◆ WHAT IS REQUIRED:
Write out the data in full, exactly as shown.

◆ EXCERPTED RECORDS:
*** Block opens ***
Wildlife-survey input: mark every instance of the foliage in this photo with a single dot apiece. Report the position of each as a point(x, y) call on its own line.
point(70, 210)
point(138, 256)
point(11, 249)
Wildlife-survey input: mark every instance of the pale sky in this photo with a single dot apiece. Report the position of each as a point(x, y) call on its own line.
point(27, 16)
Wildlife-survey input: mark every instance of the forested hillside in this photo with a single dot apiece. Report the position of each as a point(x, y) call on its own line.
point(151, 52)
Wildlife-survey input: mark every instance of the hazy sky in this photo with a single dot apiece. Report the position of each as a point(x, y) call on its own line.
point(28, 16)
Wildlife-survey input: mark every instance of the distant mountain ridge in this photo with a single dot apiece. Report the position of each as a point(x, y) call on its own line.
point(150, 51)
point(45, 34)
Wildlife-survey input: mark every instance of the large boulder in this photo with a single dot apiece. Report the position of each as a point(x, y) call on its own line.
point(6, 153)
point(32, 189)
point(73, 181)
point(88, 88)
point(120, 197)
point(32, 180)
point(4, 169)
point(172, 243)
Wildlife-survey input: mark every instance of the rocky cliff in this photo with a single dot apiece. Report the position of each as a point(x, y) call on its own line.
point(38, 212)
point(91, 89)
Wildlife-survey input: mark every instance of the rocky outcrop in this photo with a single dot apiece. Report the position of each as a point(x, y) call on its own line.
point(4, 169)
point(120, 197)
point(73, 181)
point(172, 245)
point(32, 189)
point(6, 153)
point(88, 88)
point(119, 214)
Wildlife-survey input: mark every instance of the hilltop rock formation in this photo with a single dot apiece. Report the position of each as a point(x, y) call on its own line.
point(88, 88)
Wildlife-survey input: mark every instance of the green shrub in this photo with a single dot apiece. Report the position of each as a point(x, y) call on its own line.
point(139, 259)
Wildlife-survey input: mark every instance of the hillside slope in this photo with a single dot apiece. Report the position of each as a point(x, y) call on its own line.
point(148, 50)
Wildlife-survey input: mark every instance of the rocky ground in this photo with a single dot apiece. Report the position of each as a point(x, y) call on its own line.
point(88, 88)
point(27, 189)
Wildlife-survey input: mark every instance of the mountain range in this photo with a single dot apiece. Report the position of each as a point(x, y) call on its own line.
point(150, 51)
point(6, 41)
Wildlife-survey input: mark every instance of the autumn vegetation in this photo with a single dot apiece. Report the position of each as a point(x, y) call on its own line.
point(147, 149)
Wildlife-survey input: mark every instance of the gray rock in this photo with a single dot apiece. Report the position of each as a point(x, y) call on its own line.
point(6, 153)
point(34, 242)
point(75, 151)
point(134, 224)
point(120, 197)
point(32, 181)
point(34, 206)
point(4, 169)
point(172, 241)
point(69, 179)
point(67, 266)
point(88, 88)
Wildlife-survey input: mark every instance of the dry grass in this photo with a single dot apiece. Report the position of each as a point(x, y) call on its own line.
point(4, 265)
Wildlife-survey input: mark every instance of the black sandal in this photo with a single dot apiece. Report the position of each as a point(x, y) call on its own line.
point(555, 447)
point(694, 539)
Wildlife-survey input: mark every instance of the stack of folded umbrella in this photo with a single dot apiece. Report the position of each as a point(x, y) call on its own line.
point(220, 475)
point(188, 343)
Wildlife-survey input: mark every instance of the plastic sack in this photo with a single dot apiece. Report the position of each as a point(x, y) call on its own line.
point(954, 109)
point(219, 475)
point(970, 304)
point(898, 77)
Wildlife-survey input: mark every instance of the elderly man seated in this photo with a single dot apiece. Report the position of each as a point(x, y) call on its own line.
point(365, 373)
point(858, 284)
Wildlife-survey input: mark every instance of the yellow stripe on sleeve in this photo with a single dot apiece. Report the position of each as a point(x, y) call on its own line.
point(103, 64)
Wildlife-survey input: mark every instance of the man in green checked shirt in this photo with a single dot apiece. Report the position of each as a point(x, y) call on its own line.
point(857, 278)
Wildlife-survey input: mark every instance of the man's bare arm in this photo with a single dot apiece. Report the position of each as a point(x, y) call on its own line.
*** Block closes ***
◆ ANSWER TO THIS TASK:
Wildlife-survey input: mark every instance of the foliage in this photo with a single dot apiece. Report the position of each as a point(x, y) call on its own line.
point(70, 210)
point(138, 256)
point(11, 249)
Wildlife-survey input: mark every instance of the pale sky in this photo with a single dot apiece. Report the position of each as a point(x, y) call on its own line.
point(27, 16)
Wildlife-survey input: mark every instance of the forested hillside in this photo with a single dot apiece. Report the position of each as a point(x, y) call on its own line.
point(151, 52)
Wildlife-survey input: mark every instance of the hazy sky in this photo with a single dot apiece. Report the position of each as a point(x, y) call on its own line.
point(28, 16)
Wildlife-survey input: mark every instance of the distant mountain ridge in this photo with a single dot apiece. Report the position of each as a point(x, y) call on its own line.
point(150, 51)
point(45, 34)
Wildlife-survey input: mark every instance of the large boulder in this photo with a single dot apiece. Report the position of each as a point(x, y) call on its own line.
point(6, 153)
point(32, 189)
point(73, 181)
point(88, 88)
point(120, 197)
point(32, 180)
point(4, 169)
point(172, 243)
Wildlife-survey input: mark every instance of the rocky cliff in this photo with a single dot apiece. Report the position of each as a point(x, y) call on its own line.
point(38, 212)
point(91, 89)
Wildlife-survey input: mark every instance of the rocky outcrop in this photo with a single dot apiece. Report the position of each as a point(x, y) call on its own line.
point(4, 169)
point(120, 197)
point(73, 181)
point(172, 245)
point(32, 189)
point(6, 153)
point(88, 88)
point(119, 214)
Wildlife-survey input: mark every instance of the hilltop rock formation in this photo with a single dot apiece. Report the position of each as a point(x, y) call on its own line.
point(88, 88)
Wildlife-survey input: mark every instance of the green shrub in this photo with a single dot apiece. Report the position of each as a point(x, y) call on its own line.
point(139, 259)
Wildlife-survey input: mark every instance of the hillside slope in this photo with a single dot apiece. Report the position of each as a point(x, y) call on its own line.
point(148, 50)
Wildlife-survey input: mark every instance of the rocky ground in this photo with a single dot apiece. Report the position of each as a point(x, y) call on its own line.
point(88, 88)
point(27, 189)
Wildlife-survey input: mark every instance of the mountain range in this photo with a single dot apiece. Report the position of each as a point(x, y) call on its own line.
point(150, 51)
point(6, 41)
Wildlife-survey input: mark every instance of the autumn vegetation in this photo with a single dot apiece. Report the position of each as a point(x, y) call on its own line.
point(147, 149)
Wildlife-survey input: mark every instance of the gray rock in this photo with a single dot apiece. Report the position of each as a point(x, y) call on its own line.
point(6, 153)
point(34, 242)
point(75, 151)
point(134, 224)
point(120, 197)
point(32, 181)
point(34, 206)
point(4, 169)
point(172, 241)
point(69, 179)
point(67, 266)
point(88, 88)
Wildlife-survey input: mark every instance of the dry grass in this photo with a single dot apiece. Report the position of each as a point(x, y) call on its own line.
point(4, 265)
Wildlife-survey input: mark every instance of the black sandal in this photo with a single dot apiece. Report the position of each as a point(x, y) call on its own line.
point(555, 447)
point(694, 539)
Wildlife-survey input: mark every instance of the stack of folded umbrella in this photo with a single dot apiece. Report the position of each as a point(x, y) call on its own line.
point(220, 475)
point(188, 343)
Wildlife-survey input: mark every instance of the plastic sack in this photo with a single dot apiece. Report the position of each as a point(x, y) call on its own line.
point(954, 109)
point(219, 475)
point(970, 304)
point(898, 77)
Wildlife-survey input: mark every instance of the elderly man seated in this photo with a single dot apiece. Report the position of each as a point(x, y) call on its own line.
point(365, 373)
point(858, 284)
Wildlife-survey input: mark every instance of the yellow stripe on sleeve in this photo with a single dot apiece. Report the position of each as a point(x, y) call on its own line.
point(103, 64)
Wildlife-survey input: mark every instance of the man in green checked shirt in this photo with a single dot apiece. Report the position of each as a point(x, y) call on its own line.
point(857, 278)
Wildlife-survey input: mark every instance of the man's bare arm in this photo with a single dot apiece. Report the position of each as a point(x, y) call on its own line.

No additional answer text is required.